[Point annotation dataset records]
************

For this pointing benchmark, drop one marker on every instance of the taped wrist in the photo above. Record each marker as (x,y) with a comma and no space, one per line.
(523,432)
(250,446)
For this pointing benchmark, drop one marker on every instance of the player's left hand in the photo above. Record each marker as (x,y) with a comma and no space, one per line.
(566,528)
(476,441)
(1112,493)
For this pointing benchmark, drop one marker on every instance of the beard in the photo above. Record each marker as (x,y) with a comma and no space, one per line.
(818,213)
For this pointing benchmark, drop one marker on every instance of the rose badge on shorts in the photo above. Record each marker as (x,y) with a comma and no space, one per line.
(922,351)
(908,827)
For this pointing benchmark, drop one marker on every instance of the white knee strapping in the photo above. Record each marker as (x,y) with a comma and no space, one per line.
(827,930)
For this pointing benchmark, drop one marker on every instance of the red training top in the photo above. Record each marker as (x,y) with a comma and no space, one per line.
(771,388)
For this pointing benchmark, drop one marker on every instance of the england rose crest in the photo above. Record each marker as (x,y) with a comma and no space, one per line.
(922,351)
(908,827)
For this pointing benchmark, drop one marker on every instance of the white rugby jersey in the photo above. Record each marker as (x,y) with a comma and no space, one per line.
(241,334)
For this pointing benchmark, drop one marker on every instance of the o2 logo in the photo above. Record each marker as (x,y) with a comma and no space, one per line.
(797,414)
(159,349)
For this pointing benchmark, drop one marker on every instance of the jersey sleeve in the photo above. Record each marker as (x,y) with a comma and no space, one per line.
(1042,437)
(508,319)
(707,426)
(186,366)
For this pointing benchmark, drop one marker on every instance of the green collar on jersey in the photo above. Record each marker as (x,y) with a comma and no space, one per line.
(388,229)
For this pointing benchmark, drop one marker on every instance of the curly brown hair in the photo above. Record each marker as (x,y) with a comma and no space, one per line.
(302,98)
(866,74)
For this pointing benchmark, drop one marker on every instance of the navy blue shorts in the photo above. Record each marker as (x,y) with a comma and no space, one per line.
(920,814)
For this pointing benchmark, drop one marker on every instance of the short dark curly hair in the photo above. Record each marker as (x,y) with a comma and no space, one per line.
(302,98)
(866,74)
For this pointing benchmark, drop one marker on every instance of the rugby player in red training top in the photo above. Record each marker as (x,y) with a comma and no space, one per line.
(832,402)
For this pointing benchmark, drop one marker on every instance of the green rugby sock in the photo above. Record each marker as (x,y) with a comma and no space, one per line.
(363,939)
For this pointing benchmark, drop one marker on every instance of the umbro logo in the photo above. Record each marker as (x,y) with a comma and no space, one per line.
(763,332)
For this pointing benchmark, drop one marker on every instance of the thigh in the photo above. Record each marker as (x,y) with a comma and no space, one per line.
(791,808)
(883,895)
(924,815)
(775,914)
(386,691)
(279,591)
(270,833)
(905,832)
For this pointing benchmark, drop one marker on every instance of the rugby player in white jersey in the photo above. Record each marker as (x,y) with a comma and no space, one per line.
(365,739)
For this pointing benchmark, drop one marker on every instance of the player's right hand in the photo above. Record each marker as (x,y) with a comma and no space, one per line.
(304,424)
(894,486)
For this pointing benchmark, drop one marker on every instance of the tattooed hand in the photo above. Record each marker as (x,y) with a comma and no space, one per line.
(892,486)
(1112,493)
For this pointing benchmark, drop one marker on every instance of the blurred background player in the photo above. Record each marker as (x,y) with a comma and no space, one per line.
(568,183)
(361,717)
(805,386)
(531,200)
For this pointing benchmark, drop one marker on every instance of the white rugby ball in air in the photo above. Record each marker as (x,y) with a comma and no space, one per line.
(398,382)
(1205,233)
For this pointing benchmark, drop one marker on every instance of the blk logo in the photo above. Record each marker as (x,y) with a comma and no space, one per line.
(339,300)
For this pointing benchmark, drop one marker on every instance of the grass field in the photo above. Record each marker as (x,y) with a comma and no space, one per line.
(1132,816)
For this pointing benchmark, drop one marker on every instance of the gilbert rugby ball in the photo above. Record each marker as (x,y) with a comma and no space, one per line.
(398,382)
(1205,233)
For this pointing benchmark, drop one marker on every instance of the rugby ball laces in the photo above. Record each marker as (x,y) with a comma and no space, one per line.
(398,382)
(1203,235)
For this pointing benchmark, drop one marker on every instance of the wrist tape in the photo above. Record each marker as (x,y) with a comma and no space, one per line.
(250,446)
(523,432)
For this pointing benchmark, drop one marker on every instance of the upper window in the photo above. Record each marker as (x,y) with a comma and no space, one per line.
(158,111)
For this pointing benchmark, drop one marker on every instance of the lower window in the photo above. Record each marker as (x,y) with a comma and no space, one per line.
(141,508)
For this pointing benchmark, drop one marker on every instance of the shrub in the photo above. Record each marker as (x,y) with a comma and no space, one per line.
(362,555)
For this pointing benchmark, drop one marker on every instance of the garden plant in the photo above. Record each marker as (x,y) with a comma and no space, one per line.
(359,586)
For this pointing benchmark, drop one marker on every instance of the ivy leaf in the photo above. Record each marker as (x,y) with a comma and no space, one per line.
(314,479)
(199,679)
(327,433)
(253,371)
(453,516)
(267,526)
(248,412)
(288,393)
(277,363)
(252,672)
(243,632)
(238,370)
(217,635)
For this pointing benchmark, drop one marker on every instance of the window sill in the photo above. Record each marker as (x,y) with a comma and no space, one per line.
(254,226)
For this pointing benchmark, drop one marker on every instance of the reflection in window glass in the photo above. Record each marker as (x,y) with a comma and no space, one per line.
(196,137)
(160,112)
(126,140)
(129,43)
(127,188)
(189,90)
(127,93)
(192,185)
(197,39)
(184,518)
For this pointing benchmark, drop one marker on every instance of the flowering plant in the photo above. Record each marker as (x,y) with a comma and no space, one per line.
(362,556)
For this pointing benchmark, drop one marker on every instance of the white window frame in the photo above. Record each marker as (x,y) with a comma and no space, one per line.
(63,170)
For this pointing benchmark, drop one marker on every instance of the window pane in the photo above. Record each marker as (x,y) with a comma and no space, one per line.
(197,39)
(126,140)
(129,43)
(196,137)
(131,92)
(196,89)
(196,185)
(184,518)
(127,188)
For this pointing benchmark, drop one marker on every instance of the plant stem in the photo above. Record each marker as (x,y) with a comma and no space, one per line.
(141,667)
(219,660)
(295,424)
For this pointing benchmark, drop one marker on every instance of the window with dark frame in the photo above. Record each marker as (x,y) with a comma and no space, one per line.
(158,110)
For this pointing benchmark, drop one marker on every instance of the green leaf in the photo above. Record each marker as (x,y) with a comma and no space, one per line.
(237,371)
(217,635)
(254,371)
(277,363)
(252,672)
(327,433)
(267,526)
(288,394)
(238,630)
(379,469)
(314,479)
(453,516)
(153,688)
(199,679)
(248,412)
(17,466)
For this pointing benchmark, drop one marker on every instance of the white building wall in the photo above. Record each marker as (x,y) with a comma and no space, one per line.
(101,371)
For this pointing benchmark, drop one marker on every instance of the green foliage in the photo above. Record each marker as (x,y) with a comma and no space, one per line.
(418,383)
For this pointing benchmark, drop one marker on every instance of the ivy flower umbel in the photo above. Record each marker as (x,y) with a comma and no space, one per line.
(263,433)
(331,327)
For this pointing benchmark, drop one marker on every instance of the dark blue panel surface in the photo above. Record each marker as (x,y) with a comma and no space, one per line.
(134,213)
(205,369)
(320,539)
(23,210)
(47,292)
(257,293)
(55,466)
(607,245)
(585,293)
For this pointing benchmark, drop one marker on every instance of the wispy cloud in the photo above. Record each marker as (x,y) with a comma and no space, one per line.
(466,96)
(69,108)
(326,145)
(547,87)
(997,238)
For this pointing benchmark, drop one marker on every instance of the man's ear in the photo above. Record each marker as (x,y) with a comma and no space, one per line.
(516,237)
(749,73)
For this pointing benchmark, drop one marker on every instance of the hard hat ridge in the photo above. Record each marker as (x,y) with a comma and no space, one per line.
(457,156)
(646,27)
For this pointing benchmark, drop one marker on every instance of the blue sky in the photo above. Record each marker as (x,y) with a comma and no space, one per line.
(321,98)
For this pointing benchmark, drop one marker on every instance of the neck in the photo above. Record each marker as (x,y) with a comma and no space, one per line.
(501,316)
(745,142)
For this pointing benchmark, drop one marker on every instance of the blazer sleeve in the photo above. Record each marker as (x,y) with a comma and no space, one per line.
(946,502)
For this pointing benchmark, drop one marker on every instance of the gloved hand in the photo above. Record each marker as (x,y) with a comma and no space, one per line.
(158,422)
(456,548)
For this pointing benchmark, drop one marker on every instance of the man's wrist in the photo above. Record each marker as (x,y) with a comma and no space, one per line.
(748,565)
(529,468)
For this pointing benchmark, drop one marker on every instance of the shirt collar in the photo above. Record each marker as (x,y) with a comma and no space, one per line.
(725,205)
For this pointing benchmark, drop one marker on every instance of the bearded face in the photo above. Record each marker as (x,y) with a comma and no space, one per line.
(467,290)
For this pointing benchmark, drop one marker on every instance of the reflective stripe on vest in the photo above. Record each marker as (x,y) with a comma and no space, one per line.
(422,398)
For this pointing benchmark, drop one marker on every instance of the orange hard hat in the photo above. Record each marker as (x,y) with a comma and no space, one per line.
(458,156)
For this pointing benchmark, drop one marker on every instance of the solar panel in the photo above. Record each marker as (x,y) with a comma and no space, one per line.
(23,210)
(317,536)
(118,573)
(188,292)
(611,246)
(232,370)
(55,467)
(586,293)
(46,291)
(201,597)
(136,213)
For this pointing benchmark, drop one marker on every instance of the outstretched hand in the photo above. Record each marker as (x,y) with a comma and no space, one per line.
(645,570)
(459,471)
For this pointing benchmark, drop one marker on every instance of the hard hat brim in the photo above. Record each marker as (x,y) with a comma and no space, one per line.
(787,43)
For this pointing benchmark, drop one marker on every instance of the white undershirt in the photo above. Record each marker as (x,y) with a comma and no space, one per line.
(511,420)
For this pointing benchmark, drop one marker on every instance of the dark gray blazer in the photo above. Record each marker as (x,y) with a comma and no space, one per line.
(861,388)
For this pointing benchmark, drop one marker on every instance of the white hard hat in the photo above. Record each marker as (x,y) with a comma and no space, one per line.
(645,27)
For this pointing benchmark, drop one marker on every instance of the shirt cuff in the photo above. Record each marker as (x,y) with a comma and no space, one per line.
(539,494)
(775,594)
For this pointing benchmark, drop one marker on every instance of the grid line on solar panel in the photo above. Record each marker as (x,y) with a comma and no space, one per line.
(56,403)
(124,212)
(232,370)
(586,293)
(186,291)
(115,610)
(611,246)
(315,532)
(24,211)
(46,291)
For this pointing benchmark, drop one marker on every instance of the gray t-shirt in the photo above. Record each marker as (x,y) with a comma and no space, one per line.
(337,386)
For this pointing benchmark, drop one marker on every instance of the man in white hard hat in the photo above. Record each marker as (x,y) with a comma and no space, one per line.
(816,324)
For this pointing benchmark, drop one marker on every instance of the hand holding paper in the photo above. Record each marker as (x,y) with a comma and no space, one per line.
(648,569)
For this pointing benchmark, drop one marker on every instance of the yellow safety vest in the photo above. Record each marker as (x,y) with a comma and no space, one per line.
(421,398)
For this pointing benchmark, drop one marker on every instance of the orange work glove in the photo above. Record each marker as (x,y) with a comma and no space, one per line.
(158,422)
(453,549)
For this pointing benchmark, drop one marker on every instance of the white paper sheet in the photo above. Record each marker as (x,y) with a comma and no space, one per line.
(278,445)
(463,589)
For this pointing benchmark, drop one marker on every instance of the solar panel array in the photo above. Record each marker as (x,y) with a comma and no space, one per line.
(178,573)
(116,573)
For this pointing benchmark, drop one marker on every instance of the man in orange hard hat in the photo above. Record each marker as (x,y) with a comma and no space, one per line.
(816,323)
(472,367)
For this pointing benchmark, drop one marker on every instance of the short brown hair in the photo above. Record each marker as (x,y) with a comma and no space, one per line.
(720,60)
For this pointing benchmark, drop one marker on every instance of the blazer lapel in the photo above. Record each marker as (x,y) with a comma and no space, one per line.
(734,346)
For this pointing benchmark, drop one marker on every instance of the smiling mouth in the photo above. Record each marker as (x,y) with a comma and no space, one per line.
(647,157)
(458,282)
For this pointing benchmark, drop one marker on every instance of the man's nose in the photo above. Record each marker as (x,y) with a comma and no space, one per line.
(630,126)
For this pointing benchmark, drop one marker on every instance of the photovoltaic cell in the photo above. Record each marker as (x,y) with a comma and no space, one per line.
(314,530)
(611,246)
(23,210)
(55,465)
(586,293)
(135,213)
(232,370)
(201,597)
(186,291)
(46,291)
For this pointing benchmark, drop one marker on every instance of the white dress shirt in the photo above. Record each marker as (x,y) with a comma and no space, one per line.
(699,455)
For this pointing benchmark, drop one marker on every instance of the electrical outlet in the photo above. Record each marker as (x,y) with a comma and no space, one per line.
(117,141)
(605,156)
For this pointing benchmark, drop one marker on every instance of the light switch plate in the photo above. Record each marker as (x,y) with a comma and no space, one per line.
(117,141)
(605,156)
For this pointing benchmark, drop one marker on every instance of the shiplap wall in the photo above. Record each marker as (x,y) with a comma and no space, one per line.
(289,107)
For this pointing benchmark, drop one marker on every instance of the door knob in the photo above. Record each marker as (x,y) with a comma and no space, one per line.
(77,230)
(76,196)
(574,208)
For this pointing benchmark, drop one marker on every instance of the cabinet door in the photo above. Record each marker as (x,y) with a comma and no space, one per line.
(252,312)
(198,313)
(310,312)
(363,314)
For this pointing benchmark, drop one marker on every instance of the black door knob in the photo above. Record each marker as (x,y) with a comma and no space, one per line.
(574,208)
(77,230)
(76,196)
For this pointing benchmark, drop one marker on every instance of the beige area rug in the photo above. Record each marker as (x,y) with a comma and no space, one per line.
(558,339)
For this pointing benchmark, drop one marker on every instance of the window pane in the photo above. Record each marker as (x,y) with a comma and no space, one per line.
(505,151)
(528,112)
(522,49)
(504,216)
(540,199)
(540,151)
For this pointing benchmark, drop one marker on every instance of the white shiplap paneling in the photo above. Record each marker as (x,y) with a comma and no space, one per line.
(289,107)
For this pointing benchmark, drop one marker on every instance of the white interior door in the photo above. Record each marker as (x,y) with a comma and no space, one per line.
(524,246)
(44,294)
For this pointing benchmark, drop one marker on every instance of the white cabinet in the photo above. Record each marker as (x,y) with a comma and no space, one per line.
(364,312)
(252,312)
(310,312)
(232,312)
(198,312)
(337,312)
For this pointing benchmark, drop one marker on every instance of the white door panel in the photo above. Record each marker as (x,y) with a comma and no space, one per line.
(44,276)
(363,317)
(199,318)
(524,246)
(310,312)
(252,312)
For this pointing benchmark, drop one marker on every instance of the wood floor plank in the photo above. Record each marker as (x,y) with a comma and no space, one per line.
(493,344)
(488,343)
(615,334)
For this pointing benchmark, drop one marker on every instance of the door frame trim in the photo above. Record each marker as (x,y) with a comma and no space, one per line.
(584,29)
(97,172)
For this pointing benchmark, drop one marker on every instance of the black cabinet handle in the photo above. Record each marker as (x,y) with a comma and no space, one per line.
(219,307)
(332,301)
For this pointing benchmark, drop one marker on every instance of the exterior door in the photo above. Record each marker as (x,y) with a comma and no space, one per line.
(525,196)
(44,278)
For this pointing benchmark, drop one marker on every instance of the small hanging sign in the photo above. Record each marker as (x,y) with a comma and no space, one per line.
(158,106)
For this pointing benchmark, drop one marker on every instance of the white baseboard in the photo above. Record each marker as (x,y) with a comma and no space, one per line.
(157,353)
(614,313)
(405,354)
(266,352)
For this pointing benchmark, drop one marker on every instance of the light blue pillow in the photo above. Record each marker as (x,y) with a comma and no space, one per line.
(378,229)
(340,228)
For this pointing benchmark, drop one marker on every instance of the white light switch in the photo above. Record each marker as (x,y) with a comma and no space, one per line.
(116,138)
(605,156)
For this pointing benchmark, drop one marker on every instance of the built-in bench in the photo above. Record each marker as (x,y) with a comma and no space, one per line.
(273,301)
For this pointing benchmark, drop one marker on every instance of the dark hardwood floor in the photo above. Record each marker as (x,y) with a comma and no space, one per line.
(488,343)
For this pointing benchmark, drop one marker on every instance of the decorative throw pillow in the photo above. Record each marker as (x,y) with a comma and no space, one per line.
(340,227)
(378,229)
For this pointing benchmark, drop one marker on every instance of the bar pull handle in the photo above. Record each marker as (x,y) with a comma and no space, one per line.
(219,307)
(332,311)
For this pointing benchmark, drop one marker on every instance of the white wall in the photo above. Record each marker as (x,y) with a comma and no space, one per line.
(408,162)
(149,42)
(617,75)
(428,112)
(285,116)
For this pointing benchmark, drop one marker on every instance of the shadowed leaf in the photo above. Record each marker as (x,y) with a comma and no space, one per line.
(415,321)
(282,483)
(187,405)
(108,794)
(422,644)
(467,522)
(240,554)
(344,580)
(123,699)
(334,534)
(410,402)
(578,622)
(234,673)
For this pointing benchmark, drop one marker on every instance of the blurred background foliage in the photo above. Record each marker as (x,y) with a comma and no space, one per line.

************

Starting at the line that contains "of the built-in", repeat each line exactly through the last one in the listing. Include both of those lines and nothing more.

Reply
For this pointing benchmark, drop one marker on every instance of the built-in bench in the photo above. Record each marker as (x,y) with a comma and no space, one per line.
(273,301)
For this pointing benchmark, drop one marker on every instance of the dark hardwood floor in the photo above. Record each marker as (x,y) with a comma and no space, one per line.
(488,343)
For this pointing benchmark, drop one marker on every instance of the decorative throw pillow in the photo above. Record each marker as (x,y) with a comma and no space, one per line.
(340,227)
(378,229)
For this pointing benchmark, drop one marker on every instance of the bar pull handle in the photo above. Record each marker as (x,y) with a comma and no space, one per line.
(219,307)
(332,311)
For this pointing benchmark, drop one marker on every instance of the white wall in the photo above. Record each marker as (x,y) with a comma and no space, one per line.
(408,162)
(149,42)
(617,75)
(428,112)
(285,116)
For this pointing benchmark, drop one marker on every instance of the shadowed leaf in the photo above. Record each marker as (x,y) with a comma and no space, one per line.
(415,321)
(282,483)
(187,405)
(108,794)
(422,644)
(467,522)
(240,554)
(344,580)
(123,699)
(334,534)
(410,402)
(578,622)
(234,673)
For this pointing benchmark, drop one marker on every instance of the blurred background foliage in the photo above. Record each marker as (x,y) with a comma and no space, one per line.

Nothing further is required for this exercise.